__What the exercise asks__:
Could you copy every record exactly as it appears?
>>>>
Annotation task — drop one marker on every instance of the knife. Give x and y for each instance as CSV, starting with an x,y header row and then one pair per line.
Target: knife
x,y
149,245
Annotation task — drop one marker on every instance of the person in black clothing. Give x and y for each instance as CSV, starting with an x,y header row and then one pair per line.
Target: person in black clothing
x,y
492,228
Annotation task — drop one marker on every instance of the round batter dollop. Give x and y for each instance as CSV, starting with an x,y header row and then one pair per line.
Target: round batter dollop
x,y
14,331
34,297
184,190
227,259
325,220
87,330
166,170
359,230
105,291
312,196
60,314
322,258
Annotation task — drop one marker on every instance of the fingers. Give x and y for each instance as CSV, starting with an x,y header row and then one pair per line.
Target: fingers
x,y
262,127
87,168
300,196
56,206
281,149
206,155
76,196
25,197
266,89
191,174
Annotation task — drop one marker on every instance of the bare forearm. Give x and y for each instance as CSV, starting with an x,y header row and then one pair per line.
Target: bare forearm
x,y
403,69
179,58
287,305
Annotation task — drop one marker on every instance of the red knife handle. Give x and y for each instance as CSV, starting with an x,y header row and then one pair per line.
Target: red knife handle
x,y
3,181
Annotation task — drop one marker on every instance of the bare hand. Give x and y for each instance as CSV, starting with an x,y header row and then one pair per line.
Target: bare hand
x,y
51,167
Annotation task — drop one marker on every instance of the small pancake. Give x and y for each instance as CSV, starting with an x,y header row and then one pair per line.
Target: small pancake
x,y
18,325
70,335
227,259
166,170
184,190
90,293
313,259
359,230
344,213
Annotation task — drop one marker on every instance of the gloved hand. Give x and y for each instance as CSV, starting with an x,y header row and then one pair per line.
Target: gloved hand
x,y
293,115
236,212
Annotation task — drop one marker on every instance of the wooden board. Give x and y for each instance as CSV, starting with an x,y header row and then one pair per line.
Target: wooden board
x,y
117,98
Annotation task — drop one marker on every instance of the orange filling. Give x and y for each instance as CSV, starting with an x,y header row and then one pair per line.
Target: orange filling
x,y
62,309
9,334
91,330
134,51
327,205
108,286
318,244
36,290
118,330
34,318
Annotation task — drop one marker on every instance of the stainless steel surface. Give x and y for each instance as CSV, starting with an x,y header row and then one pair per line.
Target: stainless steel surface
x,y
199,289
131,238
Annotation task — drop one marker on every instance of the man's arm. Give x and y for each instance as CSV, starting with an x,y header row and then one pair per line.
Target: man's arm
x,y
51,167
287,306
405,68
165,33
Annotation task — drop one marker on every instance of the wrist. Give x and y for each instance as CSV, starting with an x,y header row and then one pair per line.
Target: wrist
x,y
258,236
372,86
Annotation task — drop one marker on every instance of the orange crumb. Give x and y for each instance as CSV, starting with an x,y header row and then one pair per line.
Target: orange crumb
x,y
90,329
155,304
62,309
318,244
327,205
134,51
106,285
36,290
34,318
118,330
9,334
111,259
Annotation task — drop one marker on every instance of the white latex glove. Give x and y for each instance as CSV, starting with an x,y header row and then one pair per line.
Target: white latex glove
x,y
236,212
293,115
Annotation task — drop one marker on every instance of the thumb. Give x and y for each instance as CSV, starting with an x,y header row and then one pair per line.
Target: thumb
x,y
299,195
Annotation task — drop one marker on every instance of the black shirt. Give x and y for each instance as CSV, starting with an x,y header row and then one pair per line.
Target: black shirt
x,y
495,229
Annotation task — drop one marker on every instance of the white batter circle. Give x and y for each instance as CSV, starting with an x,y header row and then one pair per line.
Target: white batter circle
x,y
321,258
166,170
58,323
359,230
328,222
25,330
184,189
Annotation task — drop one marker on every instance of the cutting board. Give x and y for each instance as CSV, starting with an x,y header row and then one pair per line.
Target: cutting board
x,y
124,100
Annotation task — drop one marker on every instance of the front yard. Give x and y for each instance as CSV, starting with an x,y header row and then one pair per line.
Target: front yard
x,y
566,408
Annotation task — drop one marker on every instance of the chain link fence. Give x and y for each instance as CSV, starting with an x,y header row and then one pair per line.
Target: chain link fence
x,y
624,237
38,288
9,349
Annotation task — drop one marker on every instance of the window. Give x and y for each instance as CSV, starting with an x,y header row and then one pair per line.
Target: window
<<<<
__Reply to the exercise__:
Annotation task — drop one marker on every instance of the knife. Give x and y for each instance as CSV, starting with an x,y header row and then one pair per line.
Target: knife
x,y
149,245
Annotation task — drop one marker on every instance of the person in black clothing. Give x and y for each instance as CSV, starting with an x,y header row and then one pair per line.
Target: person in black clothing
x,y
492,228
Annotation task — drop one marker on every instance of the round batter dollop. Give x and y for each instance as CSV, starting with an x,y header row and then one pair per line.
Target: round batter dollop
x,y
14,331
34,297
184,190
227,259
325,220
87,330
166,170
359,230
105,291
312,196
60,314
322,258
Annotation task — drop one marker on every instance of the fingers. Give x and y for each instance as CSV, starting with an x,y header row and then one pair per line.
Target: fingers
x,y
262,127
87,168
300,196
56,206
281,149
206,155
76,196
25,197
266,89
191,174
Annotation task — drop one marker on every instance of the bare forearm. Give x and y for each instance as CSV, starting with an x,y header row and then one pair per line.
Target: bare forearm
x,y
403,69
179,58
287,305
Annotation task — drop one marker on every instance of the red knife handle. Give x and y for each instance as CSV, starting with an x,y header row and then one pair per line.
Target: red knife handle
x,y
3,181
Annotation task — drop one marker on every instance of the bare hand. Give x and y for each instance as CSV, starting with an x,y header row and then one pair per line.
Target: bare hand
x,y
51,167
Annotation task — drop one marker on every instance of the small pancake. Give x and y for each instance as CSV, starting with an x,y header row and then one pair per line.
Target: small pancake
x,y
18,325
70,335
227,259
166,170
184,190
90,293
313,259
359,230
344,213
Annotation task — drop one marker on every instance of the gloved hand. Give x and y for each instance as CSV, starting with an x,y header row and then one pair per line.
Target: gloved hand
x,y
293,115
236,212
Annotation task — drop one marker on every instance of the wooden board. Give x and y for each instance as CSV, starting with an x,y header row and then one pair per line.
Target: wooden board
x,y
117,98
Annotation task — drop one marker on every instance of the orange filling. Give x and y for each instance as CSV, starting with an x,y header row and then one pair per line.
Target: orange filling
x,y
62,309
9,334
91,330
134,51
327,205
108,286
318,244
36,290
118,330
34,318
Annotation task — drop one marker on every instance of the stainless steel surface. Give x and y for each instance as CSV, starting with an x,y header row and then one pair per line.
Target: stainless steel surface
x,y
199,289
131,238
Annotation task — drop one marker on every instance of the man's arm. Give x and y for each instance as CSV, starting with an x,y header row and then one pair per line.
Target: man's arm
x,y
51,167
287,306
405,68
165,33
Annotation task — drop one marker on every instance of the wrist. Give x and y for each instance as CSV, starting with an x,y header row and then one pair per line.
Target: wrist
x,y
258,236
372,86
Annotation task — drop one marker on every instance of the orange crumb. Give x and y for each instance as CSV, starting with an x,y header row and then one pair per line.
Target: orange crumb
x,y
90,329
155,304
62,309
318,244
327,205
134,51
106,285
36,290
34,318
118,330
9,334
111,259
Annotation task — drop one marker on every instance of the white latex glove. Give x and y for each instance as CSV, starting with an x,y header row and then one pair per line.
Target: white latex glove
x,y
236,212
293,115
Annotation task — drop one marker on every instance of the thumb. Give x and y for each instance as CSV, starting with an x,y header row and then one pair per line.
Target: thumb
x,y
299,195
Annotation task — drop one marker on every instance of the black shirt. Give x and y for each instance as CSV, starting with an x,y header row and then one pair per line.
Target: black shirt
x,y
495,229
Annotation task — drop one marker on every instance of the white batter circle. Give x and y for each instance as CSV, starting with an x,y header row and then one pair per line.
Target: white batter circle
x,y
321,258
166,170
58,323
359,230
328,222
25,330
184,189
Annotation task — drop one marker on every instance of the cutting board. Give x and y for each instance as CSV, starting with an x,y header row and then one pair per line.
Target: cutting board
x,y
124,100
Annotation task — drop one marker on every instance of the front yard. Give x and y for each instance as CSV, starting with an x,y header row and then one pair per line.
Target: front yard
x,y
566,408
Annotation task — drop one marker on every instance of the chain link fence. Give x and y for each instance as CSV, starting with an x,y header row and then one pair per line.
Target: chain link fence
x,y
624,237
38,288
9,349
Annotation task — drop one marker on every instance of the window. Give x and y for each instance as CSV, starting with an x,y header row and then one pair per line.
Target: window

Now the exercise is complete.